» Location labeling data
■ ■ ■ ■

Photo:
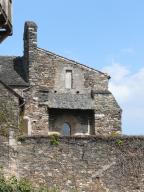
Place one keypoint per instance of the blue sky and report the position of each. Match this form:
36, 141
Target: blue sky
107, 35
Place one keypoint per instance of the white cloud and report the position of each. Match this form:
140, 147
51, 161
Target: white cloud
128, 88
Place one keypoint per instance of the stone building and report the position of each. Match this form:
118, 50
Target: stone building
59, 94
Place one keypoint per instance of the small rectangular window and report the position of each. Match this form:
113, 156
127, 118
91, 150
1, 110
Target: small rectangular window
68, 79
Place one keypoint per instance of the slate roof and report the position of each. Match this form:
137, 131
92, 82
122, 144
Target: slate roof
12, 71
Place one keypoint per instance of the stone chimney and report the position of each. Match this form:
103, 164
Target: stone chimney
30, 46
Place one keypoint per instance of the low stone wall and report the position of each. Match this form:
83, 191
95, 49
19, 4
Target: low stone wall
90, 164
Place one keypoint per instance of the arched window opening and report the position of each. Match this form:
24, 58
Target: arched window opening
66, 130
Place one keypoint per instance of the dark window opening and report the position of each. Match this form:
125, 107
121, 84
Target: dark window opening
66, 130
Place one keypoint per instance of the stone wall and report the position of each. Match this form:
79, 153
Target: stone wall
9, 109
47, 72
90, 164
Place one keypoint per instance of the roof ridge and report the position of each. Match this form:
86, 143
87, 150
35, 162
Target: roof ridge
76, 62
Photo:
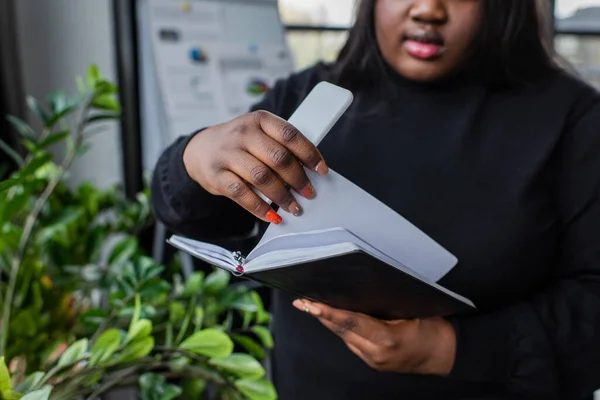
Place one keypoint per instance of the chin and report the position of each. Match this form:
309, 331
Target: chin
422, 71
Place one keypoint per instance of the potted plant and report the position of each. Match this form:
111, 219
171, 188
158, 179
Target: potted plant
84, 310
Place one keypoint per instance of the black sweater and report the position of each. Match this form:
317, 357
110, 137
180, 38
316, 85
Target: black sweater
506, 179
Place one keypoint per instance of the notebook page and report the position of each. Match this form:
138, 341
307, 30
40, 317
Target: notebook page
340, 203
278, 246
207, 252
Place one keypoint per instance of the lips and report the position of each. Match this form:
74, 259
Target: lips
424, 45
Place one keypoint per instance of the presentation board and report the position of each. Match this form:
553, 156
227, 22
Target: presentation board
204, 62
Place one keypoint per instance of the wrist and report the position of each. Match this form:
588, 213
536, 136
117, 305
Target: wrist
190, 155
441, 352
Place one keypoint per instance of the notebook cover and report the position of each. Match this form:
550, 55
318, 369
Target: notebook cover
361, 283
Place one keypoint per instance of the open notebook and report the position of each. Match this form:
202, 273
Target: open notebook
374, 262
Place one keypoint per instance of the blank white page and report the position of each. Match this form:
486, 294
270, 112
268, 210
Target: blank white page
340, 203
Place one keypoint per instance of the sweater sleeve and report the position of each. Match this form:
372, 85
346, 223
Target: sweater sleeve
549, 345
184, 206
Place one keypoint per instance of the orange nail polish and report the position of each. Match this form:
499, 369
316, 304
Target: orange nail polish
273, 217
308, 191
321, 168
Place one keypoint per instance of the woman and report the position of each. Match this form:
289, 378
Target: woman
463, 124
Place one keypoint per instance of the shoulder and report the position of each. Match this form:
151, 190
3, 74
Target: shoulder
287, 93
569, 92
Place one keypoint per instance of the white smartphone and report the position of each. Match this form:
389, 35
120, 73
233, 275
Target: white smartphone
318, 113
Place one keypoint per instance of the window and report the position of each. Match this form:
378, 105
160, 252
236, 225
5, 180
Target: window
316, 29
577, 37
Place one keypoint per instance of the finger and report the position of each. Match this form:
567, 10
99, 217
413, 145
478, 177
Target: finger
356, 351
257, 174
291, 138
282, 161
235, 188
349, 337
361, 324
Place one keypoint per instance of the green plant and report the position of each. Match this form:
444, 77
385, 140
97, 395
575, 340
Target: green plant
62, 246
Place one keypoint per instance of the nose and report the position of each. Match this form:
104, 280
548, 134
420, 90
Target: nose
429, 12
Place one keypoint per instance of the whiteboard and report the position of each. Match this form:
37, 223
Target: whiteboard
204, 62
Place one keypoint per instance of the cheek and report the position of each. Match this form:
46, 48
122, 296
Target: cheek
388, 23
467, 28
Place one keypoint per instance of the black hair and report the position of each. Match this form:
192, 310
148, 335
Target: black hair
510, 48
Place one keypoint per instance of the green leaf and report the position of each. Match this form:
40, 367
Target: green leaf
15, 204
176, 311
229, 394
193, 389
242, 365
154, 288
136, 350
256, 390
147, 311
106, 102
155, 387
209, 342
105, 346
264, 335
5, 383
74, 353
123, 251
8, 183
93, 76
30, 382
35, 163
193, 284
136, 312
198, 318
22, 127
216, 281
16, 157
54, 138
250, 346
42, 394
139, 330
81, 85
93, 317
37, 109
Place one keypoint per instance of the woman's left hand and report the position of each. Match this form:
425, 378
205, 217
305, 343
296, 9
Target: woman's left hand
416, 346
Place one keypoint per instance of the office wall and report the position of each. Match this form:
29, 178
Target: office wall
58, 40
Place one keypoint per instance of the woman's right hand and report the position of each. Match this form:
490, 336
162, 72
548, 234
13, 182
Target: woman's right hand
259, 150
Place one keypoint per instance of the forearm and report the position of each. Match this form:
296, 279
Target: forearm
186, 208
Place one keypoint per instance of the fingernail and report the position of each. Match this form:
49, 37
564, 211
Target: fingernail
302, 306
314, 310
321, 168
308, 191
295, 209
273, 217
298, 304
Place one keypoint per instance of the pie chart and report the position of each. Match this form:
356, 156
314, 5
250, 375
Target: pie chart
198, 55
257, 87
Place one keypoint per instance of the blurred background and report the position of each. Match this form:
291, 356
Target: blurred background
180, 65
47, 43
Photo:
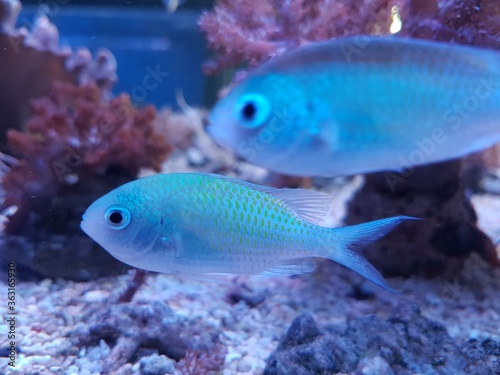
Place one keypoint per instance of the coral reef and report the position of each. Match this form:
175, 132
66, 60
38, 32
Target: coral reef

■ ■ ■ ■

» EXERCISE GOAL
Copy out the data verbatim, beginning at the line that contains "Place one keypoint per instance of the green leaf" and continuing through the last line of the data. Omit the pictures from your copy.

» RESULT FOR THIS TASK
Place one keypoint per instance of the green leaf and report the position of each. Match this form:
40, 367
Target: green leaf
15, 204
176, 311
229, 394
193, 389
242, 365
154, 288
136, 350
256, 390
147, 311
106, 102
155, 387
209, 342
105, 346
264, 335
5, 383
74, 353
123, 251
8, 183
93, 76
30, 382
35, 163
193, 284
136, 312
198, 318
22, 127
216, 281
16, 157
54, 138
250, 346
42, 394
139, 330
81, 85
93, 317
37, 109
Place one keypoint per instance of the woman's left hand and report the position of each. Match this form:
425, 378
205, 217
305, 343
296, 9
Target: woman's left hand
416, 346
Place one keypoint per instance of the office wall and report the position of each. Match this form:
29, 178
Target: office wall
58, 40
Place one keypoint per instance of the woman's right hand and report the position of each. Match this form:
490, 336
162, 72
548, 234
13, 182
Target: woman's right hand
259, 150
Place one keypoint per instance of the forearm and report the position of each. Match this form:
296, 279
Target: forearm
186, 208
Place one keypoint per instance of the fingernail and report the position of each. Match this form:
49, 37
564, 211
Target: fingernail
302, 306
314, 310
321, 168
308, 191
295, 209
273, 217
298, 304
Place one keypoint per instance of the pie chart and report the position of each. Match this form:
356, 156
314, 5
250, 375
Target: pie chart
198, 55
257, 87
Place one keypoint per instance of the blurred background and report the position of each. Match this form:
291, 356
Target: blurred background
180, 65
47, 43
Photo:
Place one keypoint per instance of the coral reef and report the position of each. Match this form:
175, 132
66, 60
38, 32
Target: coral reef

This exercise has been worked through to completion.